----- Bagian Teks -----

KATA PENGANTAR
Assalamu’alaikum warahmatullahi
wabarakatuh.
Puji syukur kita panjatkan kehadirat Allah SWT
atas limpahan rahmat, taufik dan inayah-Nya serta nikmat sehat sehingga
penyusunan makalah guna memenuhi tugas mata kuliah Agama Islam ini dapat selesai
sesuai dengan yang diharapkan. Shalawat serta salam selalu tercurahkan kepada
baginda Nabi Muhammad SAW dan semoga kita selalu berpegang teguh pada sunnahnya
Amiin...
Agama
Islam adalah agama yang relevan dengan segala zaman yang telah dibuktikan dalam
beberapa kajian ilmiah dan dari berbagai sudut pandang dan aspek kehidupan.
Dalam
penyusunan makalah ini tentunya hambatan selalu mengiringi namun atas bantuan,
dorongan dan bimbingan dari orang tua, dosen pembimbing dan teman-teman yang
tidak bisa saya sebutkan satu per satu akhirnya semua hambatan dalam penyusunan
makalah ini dapat teratasi.
Makalah
ini kami susun dengan tujuan sebagai informasi serta untuk menambah wawasan
khususnya mengenai relevansi agama islam dengan perkembangan zaman dan adapun
metode yang kami ambil dalam penyusunan makalah ini adalah berdasarkan
pengumpulan sumber informasi dari berbagai karya tulis.
Semoga
makalah ini dapat memberikan manfaat dan sebagai sumbangsih pemikiran khususnya
untuk para pembaca dan tidak lupa kami mohon maaf apabila dalam penyusunan
makalah ini terdapat kesalahan baik dalam kosa kata ataupun isi dari
keseluruhan makalah ini. Kami sebagai penulis sadar bahwa makalah ini masih
jauh dari kata sempurna dan untuk itu kritik dan saran sangat kami harapkan
demi kebaikan kami untuk kedepannya
MAJENE, 2 NOVEMBER 2015
DAFTAR ISI
KATA PENGANTAR
DAFTAR ISI
BAB
I PENDAHULUAN
1.
LATAR BELAKANG
2.
RUMUSAN MASALAH
BAB
II PEMBAHASAN
1.
Pengertian Ukhuwah
2. Klasifikasi
ukhuwah
3.
Petunjuk AL-QUR’AN mengenai Ukhuwah
4.
Kasus kemunduiran Ukhuwah Islamiyah
5.

----- Data Mentah -----

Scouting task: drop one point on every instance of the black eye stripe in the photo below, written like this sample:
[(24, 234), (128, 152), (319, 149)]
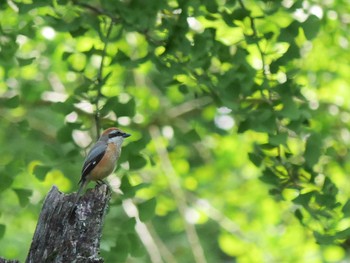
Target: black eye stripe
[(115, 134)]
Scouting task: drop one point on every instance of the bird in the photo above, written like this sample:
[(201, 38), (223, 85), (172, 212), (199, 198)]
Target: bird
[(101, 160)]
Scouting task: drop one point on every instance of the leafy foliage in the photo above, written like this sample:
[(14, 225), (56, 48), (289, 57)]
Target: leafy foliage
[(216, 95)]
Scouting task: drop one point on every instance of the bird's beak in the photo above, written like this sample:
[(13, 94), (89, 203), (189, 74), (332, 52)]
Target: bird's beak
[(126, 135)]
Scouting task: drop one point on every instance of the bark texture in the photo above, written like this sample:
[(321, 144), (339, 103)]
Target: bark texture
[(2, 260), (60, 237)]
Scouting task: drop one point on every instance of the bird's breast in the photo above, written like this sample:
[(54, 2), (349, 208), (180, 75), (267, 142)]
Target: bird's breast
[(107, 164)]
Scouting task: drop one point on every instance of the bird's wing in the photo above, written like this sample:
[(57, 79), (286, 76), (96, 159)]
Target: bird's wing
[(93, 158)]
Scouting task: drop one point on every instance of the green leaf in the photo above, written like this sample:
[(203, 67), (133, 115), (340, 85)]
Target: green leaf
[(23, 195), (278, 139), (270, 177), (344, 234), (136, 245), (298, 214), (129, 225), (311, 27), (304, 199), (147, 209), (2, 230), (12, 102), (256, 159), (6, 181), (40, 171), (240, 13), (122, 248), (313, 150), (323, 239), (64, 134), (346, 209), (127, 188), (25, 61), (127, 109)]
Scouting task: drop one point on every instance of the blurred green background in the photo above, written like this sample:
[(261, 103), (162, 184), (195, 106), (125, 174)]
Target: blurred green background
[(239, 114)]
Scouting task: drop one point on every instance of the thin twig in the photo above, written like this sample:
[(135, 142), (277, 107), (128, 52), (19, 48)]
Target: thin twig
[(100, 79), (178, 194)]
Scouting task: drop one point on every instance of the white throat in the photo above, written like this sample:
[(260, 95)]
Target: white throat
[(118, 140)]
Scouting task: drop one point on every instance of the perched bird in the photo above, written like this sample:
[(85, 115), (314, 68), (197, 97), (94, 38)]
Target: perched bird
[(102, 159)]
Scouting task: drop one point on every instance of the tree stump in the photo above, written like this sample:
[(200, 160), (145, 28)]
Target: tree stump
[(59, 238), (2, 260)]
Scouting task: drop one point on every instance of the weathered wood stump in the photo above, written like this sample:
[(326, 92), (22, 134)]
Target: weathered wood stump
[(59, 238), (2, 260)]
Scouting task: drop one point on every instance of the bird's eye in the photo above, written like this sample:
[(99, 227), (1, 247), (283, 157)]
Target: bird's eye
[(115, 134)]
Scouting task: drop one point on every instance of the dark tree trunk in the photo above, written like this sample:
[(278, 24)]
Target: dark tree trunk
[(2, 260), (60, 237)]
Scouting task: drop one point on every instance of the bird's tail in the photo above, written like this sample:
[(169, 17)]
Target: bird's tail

-----

• [Uraian Tugas]:
Menurut bagian teks, metode apa yang dipakai dalam penyusunan makalah tersebut?

• [Jawaban Akhir]:
Pengumpulan sumber informasi dari berbagai karya tulis.